═════ Records for the exercise ═════

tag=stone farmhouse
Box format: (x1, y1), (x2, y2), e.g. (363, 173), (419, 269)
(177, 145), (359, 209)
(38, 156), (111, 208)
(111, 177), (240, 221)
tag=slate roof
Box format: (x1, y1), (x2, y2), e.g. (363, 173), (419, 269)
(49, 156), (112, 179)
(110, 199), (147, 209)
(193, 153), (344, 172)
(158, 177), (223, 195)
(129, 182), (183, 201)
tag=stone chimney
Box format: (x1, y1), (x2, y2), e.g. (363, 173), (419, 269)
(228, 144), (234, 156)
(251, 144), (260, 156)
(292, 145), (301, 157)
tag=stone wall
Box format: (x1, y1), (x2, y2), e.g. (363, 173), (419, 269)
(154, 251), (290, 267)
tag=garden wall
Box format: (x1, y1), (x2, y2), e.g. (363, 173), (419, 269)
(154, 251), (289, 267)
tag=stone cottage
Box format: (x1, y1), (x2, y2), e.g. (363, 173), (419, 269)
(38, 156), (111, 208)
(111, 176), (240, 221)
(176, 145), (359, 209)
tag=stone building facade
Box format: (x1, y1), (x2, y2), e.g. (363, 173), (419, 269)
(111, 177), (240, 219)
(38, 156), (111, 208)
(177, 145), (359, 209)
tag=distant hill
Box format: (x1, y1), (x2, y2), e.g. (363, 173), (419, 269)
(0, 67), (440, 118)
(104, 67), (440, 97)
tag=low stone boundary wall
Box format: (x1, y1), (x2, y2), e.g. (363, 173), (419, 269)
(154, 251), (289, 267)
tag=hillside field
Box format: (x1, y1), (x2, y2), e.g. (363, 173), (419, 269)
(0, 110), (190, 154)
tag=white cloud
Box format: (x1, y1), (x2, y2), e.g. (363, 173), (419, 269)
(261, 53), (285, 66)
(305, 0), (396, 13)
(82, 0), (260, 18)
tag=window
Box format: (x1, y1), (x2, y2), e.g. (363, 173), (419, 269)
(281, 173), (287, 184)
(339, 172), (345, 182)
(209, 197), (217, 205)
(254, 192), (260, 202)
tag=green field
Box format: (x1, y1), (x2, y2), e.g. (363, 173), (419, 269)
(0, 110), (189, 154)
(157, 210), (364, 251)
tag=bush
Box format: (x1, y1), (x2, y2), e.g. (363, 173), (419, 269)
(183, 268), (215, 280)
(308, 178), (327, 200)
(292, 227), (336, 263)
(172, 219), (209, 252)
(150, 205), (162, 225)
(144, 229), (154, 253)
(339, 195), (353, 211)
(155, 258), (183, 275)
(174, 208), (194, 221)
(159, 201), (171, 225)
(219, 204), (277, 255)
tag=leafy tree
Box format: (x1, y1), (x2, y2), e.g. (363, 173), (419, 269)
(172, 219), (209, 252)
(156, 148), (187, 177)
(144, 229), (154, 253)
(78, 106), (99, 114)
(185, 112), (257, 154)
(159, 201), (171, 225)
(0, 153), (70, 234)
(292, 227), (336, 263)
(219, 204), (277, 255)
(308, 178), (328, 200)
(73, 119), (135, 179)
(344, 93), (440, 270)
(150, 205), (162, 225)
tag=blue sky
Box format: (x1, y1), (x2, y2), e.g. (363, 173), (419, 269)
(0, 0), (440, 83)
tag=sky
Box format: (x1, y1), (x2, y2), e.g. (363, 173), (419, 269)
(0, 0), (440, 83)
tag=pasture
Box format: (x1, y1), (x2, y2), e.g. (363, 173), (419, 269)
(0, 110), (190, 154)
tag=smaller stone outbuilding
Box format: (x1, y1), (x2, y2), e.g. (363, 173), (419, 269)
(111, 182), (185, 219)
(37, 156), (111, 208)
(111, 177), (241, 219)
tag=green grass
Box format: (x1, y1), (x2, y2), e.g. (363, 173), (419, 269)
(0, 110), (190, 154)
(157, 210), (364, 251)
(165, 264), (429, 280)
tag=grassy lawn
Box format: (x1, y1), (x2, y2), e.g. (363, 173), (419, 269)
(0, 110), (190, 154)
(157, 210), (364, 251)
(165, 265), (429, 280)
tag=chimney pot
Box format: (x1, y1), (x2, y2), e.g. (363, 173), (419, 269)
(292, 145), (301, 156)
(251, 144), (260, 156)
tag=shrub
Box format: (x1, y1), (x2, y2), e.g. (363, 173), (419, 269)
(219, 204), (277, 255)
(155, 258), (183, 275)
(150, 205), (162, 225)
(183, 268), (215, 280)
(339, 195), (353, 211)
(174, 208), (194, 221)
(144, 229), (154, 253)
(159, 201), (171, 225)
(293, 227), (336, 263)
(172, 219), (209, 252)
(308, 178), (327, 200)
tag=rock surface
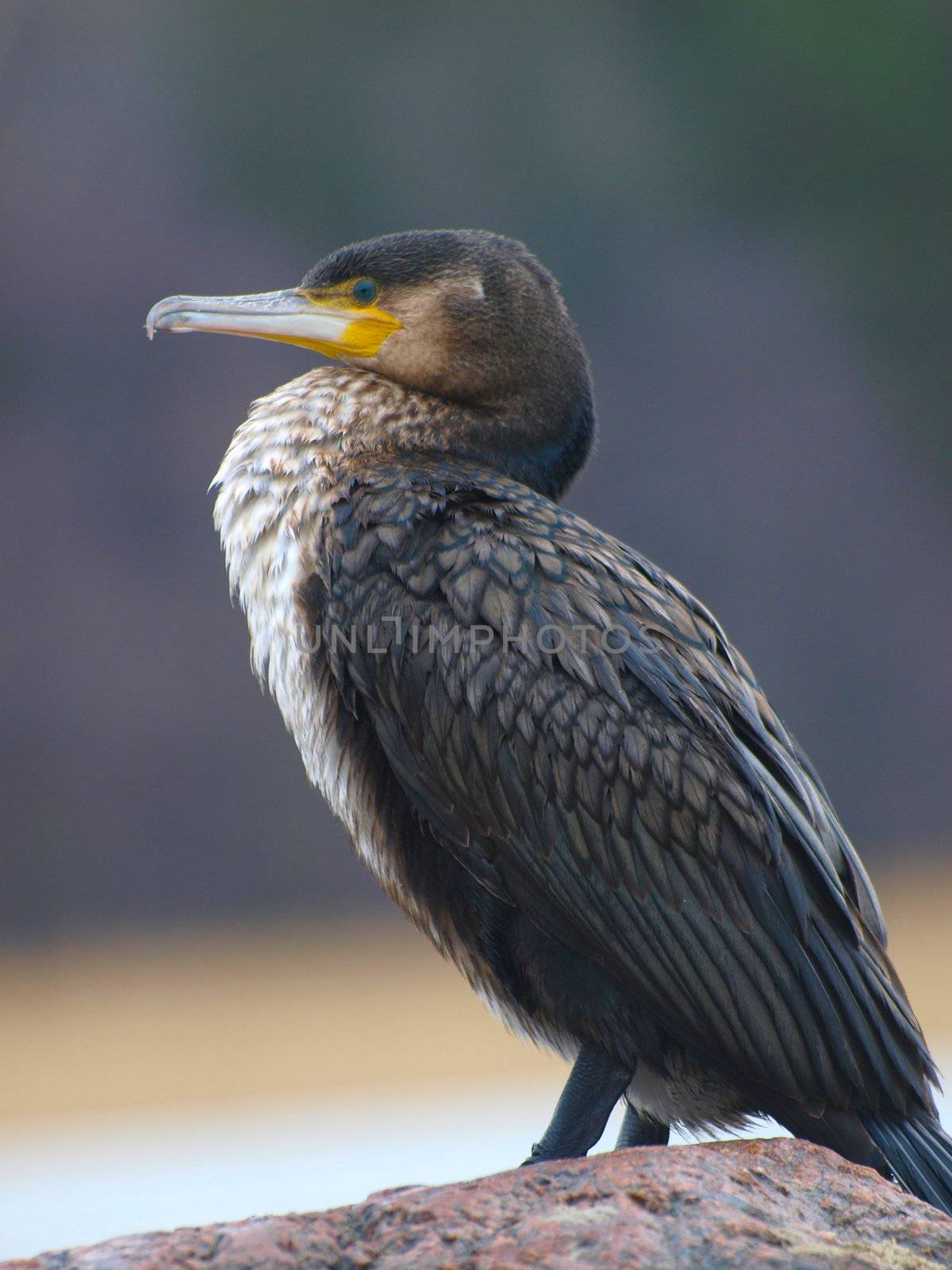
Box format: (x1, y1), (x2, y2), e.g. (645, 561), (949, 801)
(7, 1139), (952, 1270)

═════

■ **Task prompt**
Quote each record exactly as it stands, minus the pictures.

■ **Final result**
tag=stone farmhouse
Box format: (x1, y1), (x2, y2), e.g. (363, 173), (419, 269)
(177, 145), (359, 209)
(38, 156), (111, 208)
(111, 177), (240, 221)
tag=slate roof
Box format: (x1, y1), (x2, y2), e.g. (363, 173), (419, 269)
(49, 156), (112, 179)
(110, 199), (147, 209)
(193, 153), (344, 172)
(158, 177), (223, 195)
(129, 182), (183, 201)
tag=stone chimney
Box format: (x1, y1), (x2, y2), e.g. (363, 173), (419, 269)
(228, 144), (234, 156)
(251, 144), (260, 156)
(292, 145), (301, 157)
tag=stone wall
Box format: (x1, y1), (x2, y2), e.g. (363, 173), (419, 269)
(154, 251), (290, 267)
tag=garden wall
Box format: (x1, y1), (x2, y2), e.g. (363, 173), (419, 269)
(154, 251), (289, 267)
tag=stone cottage
Box format: (x1, y1), (x2, y2), e.g. (363, 173), (419, 269)
(38, 156), (111, 208)
(111, 176), (240, 221)
(176, 145), (359, 209)
tag=stone building facade
Box format: (x1, y1), (x2, y2), e.g. (363, 173), (419, 269)
(111, 177), (240, 219)
(38, 156), (111, 208)
(177, 145), (359, 209)
tag=distant hill
Box format: (x1, y1), (x2, y2), e.g. (363, 173), (419, 269)
(0, 67), (440, 118)
(104, 67), (440, 97)
tag=low stone boundary wall
Box format: (x1, y1), (x2, y2), e.g. (363, 173), (419, 269)
(154, 251), (289, 267)
tag=hillside field
Box format: (x1, y1), (x2, y2), e.g. (363, 173), (419, 269)
(0, 110), (190, 154)
tag=white cloud
Box format: (x1, y1), (x2, y2), e.g. (363, 173), (419, 269)
(261, 53), (285, 66)
(305, 0), (396, 13)
(82, 0), (260, 18)
tag=window
Box format: (x1, y1), (x2, y2), e.g. (363, 173), (419, 269)
(281, 173), (287, 184)
(339, 172), (345, 182)
(209, 197), (217, 205)
(254, 192), (260, 202)
tag=green field
Box format: (x1, y1), (x2, y2), e.g. (363, 173), (419, 269)
(0, 110), (189, 154)
(157, 210), (364, 251)
tag=bush
Box format: (x1, y1), (x2, y2), e.g. (363, 173), (419, 269)
(183, 268), (215, 280)
(308, 178), (327, 200)
(292, 227), (336, 263)
(172, 219), (209, 252)
(150, 205), (162, 225)
(144, 229), (154, 253)
(339, 195), (353, 211)
(155, 258), (183, 275)
(174, 208), (194, 221)
(159, 201), (171, 225)
(219, 204), (277, 255)
tag=leafy tree
Box format: (x1, y1), (x2, y2), e.g. (363, 173), (419, 269)
(172, 219), (209, 252)
(156, 148), (187, 177)
(144, 229), (154, 253)
(78, 106), (99, 114)
(185, 112), (257, 154)
(159, 201), (171, 225)
(0, 153), (70, 234)
(292, 227), (336, 263)
(219, 204), (277, 255)
(308, 178), (328, 200)
(73, 119), (135, 179)
(344, 93), (440, 270)
(150, 205), (162, 225)
tag=blue sky
Box format: (x1, y1), (x2, y2), e.g. (363, 173), (419, 269)
(0, 0), (440, 83)
tag=sky
Box format: (x1, y1), (x2, y2), e.g. (363, 173), (419, 269)
(0, 0), (440, 83)
tag=pasture
Box format: (x1, y1), (x2, y2), e.g. (363, 173), (419, 269)
(0, 110), (190, 154)
tag=smaller stone outbuilding
Box format: (x1, y1), (x2, y2), e.g. (363, 173), (419, 269)
(111, 182), (185, 219)
(37, 156), (111, 208)
(111, 177), (241, 219)
tag=green grass
Box format: (x1, y1), (x2, y2), e.g. (363, 173), (419, 269)
(0, 110), (190, 154)
(157, 210), (364, 251)
(165, 264), (429, 280)
tag=grassy lawn
Box format: (x1, y1), (x2, y2), e.g. (363, 173), (419, 269)
(0, 110), (190, 154)
(157, 210), (364, 251)
(165, 265), (429, 280)
tag=chimney pot
Box format: (x1, y1), (x2, y2), e.g. (363, 173), (419, 269)
(292, 145), (301, 156)
(251, 144), (260, 156)
tag=shrub
Box format: (x1, y1), (x2, y2), e.g. (363, 173), (419, 269)
(219, 204), (277, 255)
(155, 258), (183, 275)
(150, 205), (162, 225)
(183, 268), (215, 280)
(339, 195), (353, 211)
(174, 208), (194, 221)
(144, 229), (154, 253)
(159, 201), (171, 225)
(293, 227), (336, 263)
(172, 219), (209, 252)
(308, 178), (327, 200)
tag=rock surface
Box format: (x1, y1), (x2, y2), e.g. (645, 561), (949, 801)
(7, 1139), (952, 1270)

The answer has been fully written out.